- ACTIVITY: Give every line of the listing word for word, beginning at the first and including the line with "Might I ask you to point at the pink petal" as the last.

- ENTRIES SHOWN:

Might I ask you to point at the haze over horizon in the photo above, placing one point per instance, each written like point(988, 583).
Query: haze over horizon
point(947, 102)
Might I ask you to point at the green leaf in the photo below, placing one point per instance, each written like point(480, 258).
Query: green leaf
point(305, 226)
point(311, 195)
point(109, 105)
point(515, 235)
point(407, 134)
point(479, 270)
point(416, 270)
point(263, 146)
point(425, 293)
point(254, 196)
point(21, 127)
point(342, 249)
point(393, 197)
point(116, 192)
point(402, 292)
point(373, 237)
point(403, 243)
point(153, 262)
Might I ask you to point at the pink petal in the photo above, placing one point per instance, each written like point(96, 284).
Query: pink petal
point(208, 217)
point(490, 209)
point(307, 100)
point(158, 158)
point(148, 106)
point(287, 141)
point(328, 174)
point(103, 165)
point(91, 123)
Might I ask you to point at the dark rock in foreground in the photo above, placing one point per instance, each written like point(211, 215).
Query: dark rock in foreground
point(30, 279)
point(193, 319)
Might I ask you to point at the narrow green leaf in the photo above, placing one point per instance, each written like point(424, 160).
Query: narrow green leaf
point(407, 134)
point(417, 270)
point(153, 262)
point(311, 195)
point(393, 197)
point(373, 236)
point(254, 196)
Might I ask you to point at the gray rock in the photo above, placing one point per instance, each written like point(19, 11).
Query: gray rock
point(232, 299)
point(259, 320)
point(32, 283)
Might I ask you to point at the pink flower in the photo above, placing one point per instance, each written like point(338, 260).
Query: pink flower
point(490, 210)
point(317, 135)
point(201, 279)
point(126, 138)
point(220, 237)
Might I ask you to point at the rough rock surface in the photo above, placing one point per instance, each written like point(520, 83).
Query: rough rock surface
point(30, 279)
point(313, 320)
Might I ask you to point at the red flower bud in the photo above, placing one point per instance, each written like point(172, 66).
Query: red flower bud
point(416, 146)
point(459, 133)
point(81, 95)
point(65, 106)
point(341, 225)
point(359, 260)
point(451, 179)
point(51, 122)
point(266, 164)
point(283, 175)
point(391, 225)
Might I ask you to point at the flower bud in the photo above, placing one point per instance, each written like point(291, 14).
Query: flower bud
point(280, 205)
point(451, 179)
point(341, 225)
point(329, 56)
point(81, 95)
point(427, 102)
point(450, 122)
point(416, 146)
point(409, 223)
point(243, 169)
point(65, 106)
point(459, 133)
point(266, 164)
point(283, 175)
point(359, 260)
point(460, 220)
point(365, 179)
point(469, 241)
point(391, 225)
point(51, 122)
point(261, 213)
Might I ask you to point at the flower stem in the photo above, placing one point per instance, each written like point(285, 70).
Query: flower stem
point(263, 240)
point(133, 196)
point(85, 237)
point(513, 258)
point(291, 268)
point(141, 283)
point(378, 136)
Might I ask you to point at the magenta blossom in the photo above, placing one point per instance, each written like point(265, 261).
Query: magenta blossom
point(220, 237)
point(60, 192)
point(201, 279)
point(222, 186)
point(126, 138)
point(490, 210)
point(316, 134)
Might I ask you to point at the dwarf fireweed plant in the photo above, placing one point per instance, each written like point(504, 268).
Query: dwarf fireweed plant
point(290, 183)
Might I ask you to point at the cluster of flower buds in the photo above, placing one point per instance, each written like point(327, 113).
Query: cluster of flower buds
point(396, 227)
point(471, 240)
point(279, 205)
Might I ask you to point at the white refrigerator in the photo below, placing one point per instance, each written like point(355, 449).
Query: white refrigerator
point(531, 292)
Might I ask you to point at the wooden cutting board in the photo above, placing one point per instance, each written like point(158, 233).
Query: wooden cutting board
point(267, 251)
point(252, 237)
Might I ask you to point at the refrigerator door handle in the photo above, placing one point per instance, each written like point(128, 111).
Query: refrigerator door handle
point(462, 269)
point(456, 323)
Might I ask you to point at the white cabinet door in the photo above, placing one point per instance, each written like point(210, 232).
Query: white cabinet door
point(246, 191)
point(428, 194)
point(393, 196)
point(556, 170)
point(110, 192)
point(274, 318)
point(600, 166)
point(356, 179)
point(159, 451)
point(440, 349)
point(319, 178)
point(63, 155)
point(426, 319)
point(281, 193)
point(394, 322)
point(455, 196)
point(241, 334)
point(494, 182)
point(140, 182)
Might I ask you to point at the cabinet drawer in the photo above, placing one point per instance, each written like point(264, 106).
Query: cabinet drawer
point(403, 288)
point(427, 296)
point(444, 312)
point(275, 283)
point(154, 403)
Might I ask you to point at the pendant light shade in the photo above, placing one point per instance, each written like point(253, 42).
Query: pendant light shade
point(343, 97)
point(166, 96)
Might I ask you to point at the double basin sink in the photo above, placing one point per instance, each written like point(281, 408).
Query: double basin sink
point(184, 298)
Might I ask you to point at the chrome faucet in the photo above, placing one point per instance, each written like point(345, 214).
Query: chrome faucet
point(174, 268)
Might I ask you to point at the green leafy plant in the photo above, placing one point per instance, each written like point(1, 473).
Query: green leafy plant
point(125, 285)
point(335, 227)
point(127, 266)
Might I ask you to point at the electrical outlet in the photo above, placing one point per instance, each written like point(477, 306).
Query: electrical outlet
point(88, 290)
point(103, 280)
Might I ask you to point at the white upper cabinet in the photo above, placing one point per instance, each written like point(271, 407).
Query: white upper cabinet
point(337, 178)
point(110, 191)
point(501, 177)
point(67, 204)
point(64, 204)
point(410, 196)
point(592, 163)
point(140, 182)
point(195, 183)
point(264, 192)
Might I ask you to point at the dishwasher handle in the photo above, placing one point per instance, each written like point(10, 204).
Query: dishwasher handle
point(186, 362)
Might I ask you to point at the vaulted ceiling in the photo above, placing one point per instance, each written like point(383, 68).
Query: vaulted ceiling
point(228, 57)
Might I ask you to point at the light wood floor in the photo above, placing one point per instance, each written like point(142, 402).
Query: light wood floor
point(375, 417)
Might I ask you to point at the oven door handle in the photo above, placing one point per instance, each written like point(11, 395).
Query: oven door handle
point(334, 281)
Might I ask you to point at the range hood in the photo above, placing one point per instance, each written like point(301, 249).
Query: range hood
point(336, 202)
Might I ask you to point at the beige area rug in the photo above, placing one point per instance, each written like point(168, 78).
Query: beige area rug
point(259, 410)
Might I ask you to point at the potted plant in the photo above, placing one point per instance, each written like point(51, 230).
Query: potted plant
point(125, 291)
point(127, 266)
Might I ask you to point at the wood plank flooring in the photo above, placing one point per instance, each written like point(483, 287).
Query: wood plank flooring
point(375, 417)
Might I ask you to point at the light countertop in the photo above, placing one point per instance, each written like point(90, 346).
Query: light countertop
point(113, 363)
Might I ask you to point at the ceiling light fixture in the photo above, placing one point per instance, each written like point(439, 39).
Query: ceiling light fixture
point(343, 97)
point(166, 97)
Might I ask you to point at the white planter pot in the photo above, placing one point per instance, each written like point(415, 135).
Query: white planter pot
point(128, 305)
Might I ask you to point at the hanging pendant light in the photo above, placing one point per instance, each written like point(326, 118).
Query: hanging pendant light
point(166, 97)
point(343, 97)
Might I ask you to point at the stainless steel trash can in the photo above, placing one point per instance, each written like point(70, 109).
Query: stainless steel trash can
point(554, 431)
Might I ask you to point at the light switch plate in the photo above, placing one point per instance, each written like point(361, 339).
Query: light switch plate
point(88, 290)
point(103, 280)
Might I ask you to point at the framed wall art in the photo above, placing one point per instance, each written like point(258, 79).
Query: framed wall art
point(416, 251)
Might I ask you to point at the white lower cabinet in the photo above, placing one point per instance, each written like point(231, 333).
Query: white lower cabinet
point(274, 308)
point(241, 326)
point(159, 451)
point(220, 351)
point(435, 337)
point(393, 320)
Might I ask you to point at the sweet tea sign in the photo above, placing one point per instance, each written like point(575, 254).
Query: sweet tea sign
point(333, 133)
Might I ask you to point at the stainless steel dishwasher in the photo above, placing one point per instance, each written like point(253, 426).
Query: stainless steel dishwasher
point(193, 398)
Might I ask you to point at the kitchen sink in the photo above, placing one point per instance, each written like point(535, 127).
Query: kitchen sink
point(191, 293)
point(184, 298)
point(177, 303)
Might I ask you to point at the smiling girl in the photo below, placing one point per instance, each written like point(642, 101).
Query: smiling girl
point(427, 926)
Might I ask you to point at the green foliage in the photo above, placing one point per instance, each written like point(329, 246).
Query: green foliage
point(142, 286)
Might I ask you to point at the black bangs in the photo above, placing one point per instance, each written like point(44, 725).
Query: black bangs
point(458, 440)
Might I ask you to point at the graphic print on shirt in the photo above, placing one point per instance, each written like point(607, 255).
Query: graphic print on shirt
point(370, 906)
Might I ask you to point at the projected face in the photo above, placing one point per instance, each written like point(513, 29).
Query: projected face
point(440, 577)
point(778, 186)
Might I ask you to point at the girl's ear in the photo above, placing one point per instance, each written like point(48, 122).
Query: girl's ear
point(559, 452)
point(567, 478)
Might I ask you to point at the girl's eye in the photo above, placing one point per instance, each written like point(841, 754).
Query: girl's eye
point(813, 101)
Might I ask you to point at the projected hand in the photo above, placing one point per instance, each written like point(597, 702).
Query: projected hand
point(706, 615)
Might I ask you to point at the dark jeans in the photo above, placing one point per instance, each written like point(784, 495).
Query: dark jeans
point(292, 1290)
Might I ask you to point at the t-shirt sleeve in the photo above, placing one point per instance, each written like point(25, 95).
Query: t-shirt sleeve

- ANSWER FOR THIS EXERCISE:
Might I ask you to point at the haze over horizon in the photo above, placing one point per instance, each written like point(988, 583).
Query: haze over horizon
point(947, 102)
Might I ask you to point at the green leaf in the photo below, placing one point per instance, each written like point(480, 258).
Query: green leaf
point(305, 226)
point(311, 195)
point(109, 105)
point(515, 235)
point(407, 134)
point(479, 270)
point(416, 270)
point(263, 146)
point(425, 293)
point(254, 196)
point(21, 127)
point(342, 249)
point(393, 197)
point(116, 192)
point(402, 292)
point(373, 237)
point(403, 243)
point(153, 262)
Might I ask you to point at the pink petal in the photo above, placing one point per instance, each written like point(96, 284).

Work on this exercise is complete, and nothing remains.